Collected data:
((
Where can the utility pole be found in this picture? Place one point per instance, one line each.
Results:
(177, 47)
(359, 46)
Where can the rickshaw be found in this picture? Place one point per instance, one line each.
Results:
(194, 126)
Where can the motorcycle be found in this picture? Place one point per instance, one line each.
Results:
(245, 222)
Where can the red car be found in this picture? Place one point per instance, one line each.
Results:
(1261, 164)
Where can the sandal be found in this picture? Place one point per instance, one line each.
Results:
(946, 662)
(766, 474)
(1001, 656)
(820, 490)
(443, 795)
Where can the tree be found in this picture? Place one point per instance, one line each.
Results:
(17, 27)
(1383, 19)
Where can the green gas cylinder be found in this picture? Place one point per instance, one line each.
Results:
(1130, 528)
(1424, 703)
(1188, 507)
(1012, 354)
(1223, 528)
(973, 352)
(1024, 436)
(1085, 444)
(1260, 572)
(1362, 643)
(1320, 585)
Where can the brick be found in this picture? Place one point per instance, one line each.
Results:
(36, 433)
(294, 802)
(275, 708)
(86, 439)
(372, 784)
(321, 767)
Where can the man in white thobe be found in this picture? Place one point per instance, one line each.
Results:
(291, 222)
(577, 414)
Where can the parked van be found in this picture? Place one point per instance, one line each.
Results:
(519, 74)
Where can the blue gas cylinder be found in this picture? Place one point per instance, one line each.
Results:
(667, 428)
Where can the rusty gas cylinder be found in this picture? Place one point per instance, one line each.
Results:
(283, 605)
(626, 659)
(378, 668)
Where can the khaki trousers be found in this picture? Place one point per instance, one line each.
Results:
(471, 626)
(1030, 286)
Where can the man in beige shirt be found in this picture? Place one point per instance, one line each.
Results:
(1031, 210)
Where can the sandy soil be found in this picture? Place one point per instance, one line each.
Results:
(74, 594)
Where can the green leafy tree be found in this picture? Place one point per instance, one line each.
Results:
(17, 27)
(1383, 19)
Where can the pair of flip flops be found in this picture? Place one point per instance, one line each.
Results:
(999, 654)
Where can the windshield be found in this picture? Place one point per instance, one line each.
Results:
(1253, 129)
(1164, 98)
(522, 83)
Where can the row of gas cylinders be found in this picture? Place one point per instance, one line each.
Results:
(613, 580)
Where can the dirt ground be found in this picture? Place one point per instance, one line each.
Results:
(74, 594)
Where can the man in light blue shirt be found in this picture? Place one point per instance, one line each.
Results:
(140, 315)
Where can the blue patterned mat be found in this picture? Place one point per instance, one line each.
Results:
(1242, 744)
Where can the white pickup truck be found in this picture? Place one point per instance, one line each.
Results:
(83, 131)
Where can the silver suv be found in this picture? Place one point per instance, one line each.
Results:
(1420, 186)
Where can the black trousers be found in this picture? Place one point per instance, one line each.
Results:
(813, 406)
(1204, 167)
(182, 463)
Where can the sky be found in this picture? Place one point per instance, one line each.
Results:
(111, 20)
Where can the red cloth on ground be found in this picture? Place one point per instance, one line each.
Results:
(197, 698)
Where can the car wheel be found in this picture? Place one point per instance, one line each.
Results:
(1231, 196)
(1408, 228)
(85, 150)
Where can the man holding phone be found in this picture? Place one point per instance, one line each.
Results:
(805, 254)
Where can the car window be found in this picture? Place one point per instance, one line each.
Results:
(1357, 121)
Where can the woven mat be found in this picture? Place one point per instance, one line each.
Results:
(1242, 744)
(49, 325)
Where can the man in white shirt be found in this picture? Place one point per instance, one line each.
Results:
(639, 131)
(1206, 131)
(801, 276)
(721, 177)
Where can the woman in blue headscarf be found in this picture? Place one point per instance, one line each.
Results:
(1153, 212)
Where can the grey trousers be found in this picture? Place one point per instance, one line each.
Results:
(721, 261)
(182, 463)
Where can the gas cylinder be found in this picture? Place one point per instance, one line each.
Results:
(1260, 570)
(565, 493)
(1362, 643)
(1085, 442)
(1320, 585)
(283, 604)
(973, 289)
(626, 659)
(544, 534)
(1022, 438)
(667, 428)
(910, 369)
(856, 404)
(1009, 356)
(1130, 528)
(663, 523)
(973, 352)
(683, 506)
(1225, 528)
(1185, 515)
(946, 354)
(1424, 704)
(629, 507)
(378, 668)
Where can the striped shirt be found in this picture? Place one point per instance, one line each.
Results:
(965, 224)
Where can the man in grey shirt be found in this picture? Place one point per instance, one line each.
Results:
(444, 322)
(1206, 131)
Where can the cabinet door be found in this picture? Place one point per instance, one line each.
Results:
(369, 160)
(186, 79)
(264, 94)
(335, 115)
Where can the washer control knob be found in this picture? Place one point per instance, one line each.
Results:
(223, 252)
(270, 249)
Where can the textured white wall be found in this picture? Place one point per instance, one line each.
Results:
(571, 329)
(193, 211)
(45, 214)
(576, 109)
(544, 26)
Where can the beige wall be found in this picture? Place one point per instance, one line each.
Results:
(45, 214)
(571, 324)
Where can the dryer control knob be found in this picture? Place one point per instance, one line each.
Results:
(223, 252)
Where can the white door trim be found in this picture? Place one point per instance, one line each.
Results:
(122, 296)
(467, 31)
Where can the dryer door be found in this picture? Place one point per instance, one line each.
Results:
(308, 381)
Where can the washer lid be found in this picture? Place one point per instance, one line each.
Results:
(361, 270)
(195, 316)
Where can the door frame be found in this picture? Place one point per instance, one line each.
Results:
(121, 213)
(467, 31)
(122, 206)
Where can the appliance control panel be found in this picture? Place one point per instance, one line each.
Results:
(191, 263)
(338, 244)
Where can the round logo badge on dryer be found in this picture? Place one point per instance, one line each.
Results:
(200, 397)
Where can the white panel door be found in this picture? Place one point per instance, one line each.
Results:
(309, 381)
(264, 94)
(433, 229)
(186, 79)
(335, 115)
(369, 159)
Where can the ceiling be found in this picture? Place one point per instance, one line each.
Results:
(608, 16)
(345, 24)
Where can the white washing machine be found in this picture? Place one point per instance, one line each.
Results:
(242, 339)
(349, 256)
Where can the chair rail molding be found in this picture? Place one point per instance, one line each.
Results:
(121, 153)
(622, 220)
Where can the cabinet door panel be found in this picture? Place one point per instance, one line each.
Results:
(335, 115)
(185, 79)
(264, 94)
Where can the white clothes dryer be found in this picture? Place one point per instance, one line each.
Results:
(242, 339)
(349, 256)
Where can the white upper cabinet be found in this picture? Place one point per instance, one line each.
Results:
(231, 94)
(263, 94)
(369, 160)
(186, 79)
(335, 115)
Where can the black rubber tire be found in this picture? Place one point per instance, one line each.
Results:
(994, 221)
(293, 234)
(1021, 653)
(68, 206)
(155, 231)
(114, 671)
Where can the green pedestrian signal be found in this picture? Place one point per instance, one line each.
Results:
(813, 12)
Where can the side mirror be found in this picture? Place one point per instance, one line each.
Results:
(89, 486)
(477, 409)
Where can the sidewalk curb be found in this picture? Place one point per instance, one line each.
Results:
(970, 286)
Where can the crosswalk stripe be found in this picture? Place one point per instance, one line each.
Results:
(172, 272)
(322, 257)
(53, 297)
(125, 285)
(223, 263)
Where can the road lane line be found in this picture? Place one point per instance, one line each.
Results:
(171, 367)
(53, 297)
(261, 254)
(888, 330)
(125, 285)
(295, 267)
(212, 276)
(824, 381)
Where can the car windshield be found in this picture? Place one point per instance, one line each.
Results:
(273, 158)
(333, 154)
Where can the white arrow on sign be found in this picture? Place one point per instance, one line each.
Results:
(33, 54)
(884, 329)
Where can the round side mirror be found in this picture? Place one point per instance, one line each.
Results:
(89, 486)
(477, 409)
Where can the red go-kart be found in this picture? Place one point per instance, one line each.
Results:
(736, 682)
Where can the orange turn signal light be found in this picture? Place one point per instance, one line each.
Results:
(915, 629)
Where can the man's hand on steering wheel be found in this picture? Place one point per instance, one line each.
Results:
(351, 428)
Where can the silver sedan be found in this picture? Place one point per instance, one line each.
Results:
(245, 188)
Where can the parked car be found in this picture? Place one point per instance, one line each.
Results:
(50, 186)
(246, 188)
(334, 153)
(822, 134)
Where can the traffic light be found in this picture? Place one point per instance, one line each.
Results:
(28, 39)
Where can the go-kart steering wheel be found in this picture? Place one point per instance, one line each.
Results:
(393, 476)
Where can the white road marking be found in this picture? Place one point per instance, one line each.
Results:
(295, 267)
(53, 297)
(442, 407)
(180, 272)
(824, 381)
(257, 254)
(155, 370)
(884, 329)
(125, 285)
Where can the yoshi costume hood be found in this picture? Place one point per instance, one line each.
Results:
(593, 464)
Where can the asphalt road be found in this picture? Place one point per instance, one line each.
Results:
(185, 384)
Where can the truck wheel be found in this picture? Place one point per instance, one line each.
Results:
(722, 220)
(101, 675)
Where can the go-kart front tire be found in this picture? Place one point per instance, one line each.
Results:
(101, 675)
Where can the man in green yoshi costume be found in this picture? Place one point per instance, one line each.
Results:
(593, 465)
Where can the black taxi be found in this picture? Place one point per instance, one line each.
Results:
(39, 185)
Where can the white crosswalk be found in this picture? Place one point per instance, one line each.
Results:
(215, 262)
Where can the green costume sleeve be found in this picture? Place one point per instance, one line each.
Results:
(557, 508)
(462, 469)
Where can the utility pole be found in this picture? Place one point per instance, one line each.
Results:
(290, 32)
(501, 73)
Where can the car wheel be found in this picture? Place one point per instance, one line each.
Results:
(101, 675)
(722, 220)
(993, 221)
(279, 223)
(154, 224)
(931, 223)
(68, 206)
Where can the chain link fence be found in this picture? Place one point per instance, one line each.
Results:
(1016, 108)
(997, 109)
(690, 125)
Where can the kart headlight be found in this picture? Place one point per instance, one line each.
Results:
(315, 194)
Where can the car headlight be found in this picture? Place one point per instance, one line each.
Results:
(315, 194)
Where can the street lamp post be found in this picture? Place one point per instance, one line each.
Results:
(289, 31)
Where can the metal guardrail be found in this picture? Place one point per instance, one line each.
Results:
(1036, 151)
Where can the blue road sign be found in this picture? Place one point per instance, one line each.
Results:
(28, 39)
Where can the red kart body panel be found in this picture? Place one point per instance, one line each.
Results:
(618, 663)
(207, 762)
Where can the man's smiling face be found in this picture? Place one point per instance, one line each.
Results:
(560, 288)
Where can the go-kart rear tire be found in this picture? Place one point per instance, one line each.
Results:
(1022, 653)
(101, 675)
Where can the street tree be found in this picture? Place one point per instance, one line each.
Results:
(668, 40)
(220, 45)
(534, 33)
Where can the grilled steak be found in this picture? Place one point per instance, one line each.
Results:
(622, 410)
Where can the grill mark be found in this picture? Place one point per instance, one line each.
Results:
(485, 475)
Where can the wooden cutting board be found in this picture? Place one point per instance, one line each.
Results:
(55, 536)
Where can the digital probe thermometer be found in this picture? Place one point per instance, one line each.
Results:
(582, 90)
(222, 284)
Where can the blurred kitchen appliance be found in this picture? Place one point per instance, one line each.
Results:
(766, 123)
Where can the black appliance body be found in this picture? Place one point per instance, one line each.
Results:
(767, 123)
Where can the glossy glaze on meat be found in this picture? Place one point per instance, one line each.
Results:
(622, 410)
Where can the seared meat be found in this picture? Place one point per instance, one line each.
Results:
))
Work instruction:
Restate verbatim all lines from the start of the data through the line containing "Where can the green leafy", with both ends kept.

Response area:
Where can the utility pole be found in this picture? Place one point per instance, one line each.
Results:
(177, 47)
(359, 46)
Where can the rickshaw be found in this picture? Place one point per instance, one line each.
Results:
(194, 126)
Where can the motorcycle be found in this picture? Place one point per instance, one line each.
Results:
(245, 222)
Where can the red car be found in this picture? Place one point per instance, one line each.
Results:
(1261, 164)
Where can the sandal be found in this picture? Place one point per instance, one line each.
Results:
(946, 662)
(766, 474)
(1001, 656)
(820, 490)
(443, 795)
Where can the tree be found in this picture? Place one point per instance, one line each.
Results:
(17, 27)
(1383, 19)
Where can the green gas cylinder be found in this picture? Place one point per instance, one line each.
Results:
(1130, 528)
(1424, 703)
(1188, 507)
(1012, 354)
(1223, 528)
(973, 352)
(1024, 436)
(1085, 444)
(1260, 572)
(1362, 643)
(1320, 585)
Where can the brick be found in this picture? Place one point per instance, one line each.
Results:
(36, 433)
(294, 802)
(275, 708)
(86, 439)
(372, 784)
(321, 767)
Where can the man in white thobe be found in this picture? Place one point per instance, one line each.
Results:
(291, 222)
(577, 414)
Where can the parked van be found in this picture? Place one point per instance, one line each.
Results:
(519, 74)
Where can the blue gas cylinder be found in this picture? Place one point per instance, one line each.
Results:
(667, 428)
Where can the rusty gas cylinder be found in this picture? Place one point per instance, one line each.
Results:
(283, 605)
(626, 659)
(378, 668)
Where can the khaki trousers be found in this picture? Place one point per instance, one line each.
Results:
(471, 626)
(1030, 286)
Where can the man in beige shirt be found in this picture? Place one point per instance, one line each.
Results:
(1031, 210)
Where can the sandy soil be found in this picture? Place one point per instance, one line each.
Results:
(74, 594)
Where can the green leafy tree be found in this picture? Place one point per instance, one line each.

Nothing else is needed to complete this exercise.